Image-grounded pointing data:
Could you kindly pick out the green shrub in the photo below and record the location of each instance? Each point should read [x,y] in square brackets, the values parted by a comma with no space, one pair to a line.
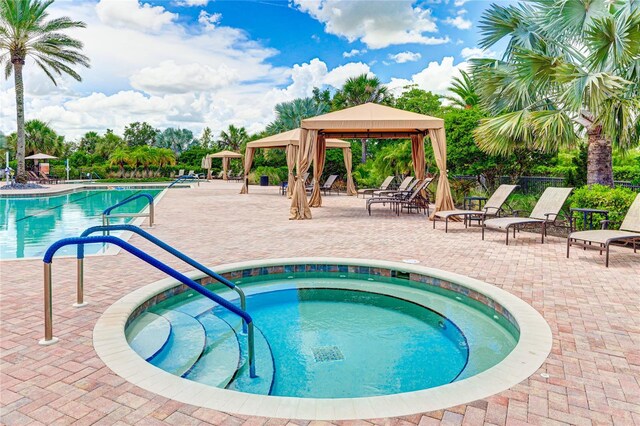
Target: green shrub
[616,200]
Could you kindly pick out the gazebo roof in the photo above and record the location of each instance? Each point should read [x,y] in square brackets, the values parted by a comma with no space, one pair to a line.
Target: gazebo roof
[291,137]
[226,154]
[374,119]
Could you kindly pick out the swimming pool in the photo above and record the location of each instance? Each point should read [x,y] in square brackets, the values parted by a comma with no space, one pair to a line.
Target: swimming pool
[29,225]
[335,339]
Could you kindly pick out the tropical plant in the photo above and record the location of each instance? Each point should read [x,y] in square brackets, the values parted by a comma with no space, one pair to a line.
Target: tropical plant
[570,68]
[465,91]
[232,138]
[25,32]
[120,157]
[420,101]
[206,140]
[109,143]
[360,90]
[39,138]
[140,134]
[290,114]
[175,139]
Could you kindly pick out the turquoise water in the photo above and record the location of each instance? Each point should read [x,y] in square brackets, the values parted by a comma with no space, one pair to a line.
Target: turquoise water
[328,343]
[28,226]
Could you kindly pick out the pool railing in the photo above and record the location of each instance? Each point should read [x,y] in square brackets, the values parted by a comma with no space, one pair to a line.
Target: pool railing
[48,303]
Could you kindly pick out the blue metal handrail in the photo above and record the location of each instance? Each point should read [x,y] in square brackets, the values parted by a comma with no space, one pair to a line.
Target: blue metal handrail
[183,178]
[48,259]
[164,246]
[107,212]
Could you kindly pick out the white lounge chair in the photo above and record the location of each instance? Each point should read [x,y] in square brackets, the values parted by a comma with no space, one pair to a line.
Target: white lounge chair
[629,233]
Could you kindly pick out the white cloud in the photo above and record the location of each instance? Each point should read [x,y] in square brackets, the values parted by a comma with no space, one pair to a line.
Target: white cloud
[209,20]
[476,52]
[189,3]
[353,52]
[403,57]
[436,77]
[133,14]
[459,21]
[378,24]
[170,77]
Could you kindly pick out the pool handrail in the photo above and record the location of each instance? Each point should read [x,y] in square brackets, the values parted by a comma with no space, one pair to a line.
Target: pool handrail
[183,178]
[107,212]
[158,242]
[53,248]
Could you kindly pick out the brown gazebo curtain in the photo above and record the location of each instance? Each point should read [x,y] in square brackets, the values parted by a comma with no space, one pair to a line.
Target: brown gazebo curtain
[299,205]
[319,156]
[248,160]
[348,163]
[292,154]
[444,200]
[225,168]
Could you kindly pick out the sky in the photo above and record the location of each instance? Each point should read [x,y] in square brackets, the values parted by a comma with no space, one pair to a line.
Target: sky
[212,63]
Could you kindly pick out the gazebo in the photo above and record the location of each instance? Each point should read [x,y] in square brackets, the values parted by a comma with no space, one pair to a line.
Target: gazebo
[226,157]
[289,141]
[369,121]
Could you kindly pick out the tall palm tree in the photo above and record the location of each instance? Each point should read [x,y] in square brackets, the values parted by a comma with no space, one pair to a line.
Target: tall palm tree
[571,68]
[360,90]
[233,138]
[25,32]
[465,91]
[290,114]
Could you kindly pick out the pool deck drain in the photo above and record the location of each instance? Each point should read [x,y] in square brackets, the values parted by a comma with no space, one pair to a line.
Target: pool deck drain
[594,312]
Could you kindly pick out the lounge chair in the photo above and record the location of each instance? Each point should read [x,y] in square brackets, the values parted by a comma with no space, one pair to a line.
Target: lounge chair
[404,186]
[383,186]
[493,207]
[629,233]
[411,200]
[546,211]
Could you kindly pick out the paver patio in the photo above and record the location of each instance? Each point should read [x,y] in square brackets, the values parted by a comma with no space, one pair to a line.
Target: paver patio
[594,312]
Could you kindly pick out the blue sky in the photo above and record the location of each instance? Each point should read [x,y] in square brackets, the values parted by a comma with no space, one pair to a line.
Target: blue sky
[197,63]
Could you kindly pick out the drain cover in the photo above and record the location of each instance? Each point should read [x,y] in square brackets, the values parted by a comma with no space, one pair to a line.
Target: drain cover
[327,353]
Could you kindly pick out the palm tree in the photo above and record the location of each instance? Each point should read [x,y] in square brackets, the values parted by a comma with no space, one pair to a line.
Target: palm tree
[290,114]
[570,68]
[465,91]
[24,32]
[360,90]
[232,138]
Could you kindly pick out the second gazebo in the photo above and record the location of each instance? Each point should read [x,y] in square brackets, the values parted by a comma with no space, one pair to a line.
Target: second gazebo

What the task asks:
For this exercise, reproduce exactly each line from the one containing "Could you kindly pick out the blue sky" through the last line of the data, and no others.

Written solution:
Could you kindly pick out the blue sky in the photo above and record the location of each instance? Each point should read [x,y] in square brackets, the values parted by a comma with no space, one pair to a line.
Target: blue sky
[197,63]
Could you kindly pick out the drain cover in the photo above and record the location of each instance? Each point should read [x,y] in square brackets, the values parted by a comma with no space, one pair to a line.
Target: drain cover
[327,353]
Could you kindly pick out the palm tree in the photo above and record the location of each instance? Each point should read [x,y] in square brackets, the values parted by a comma with no space, one pair to a line.
Target: palm tree
[290,114]
[570,68]
[465,91]
[24,32]
[360,90]
[232,138]
Could you kindly pick out the second gazebo in the photo above and record the location of each instance? Each point should read [x,y] in square brackets, the values parted by a comma with no space, one pair to a line.
Target: second gazebo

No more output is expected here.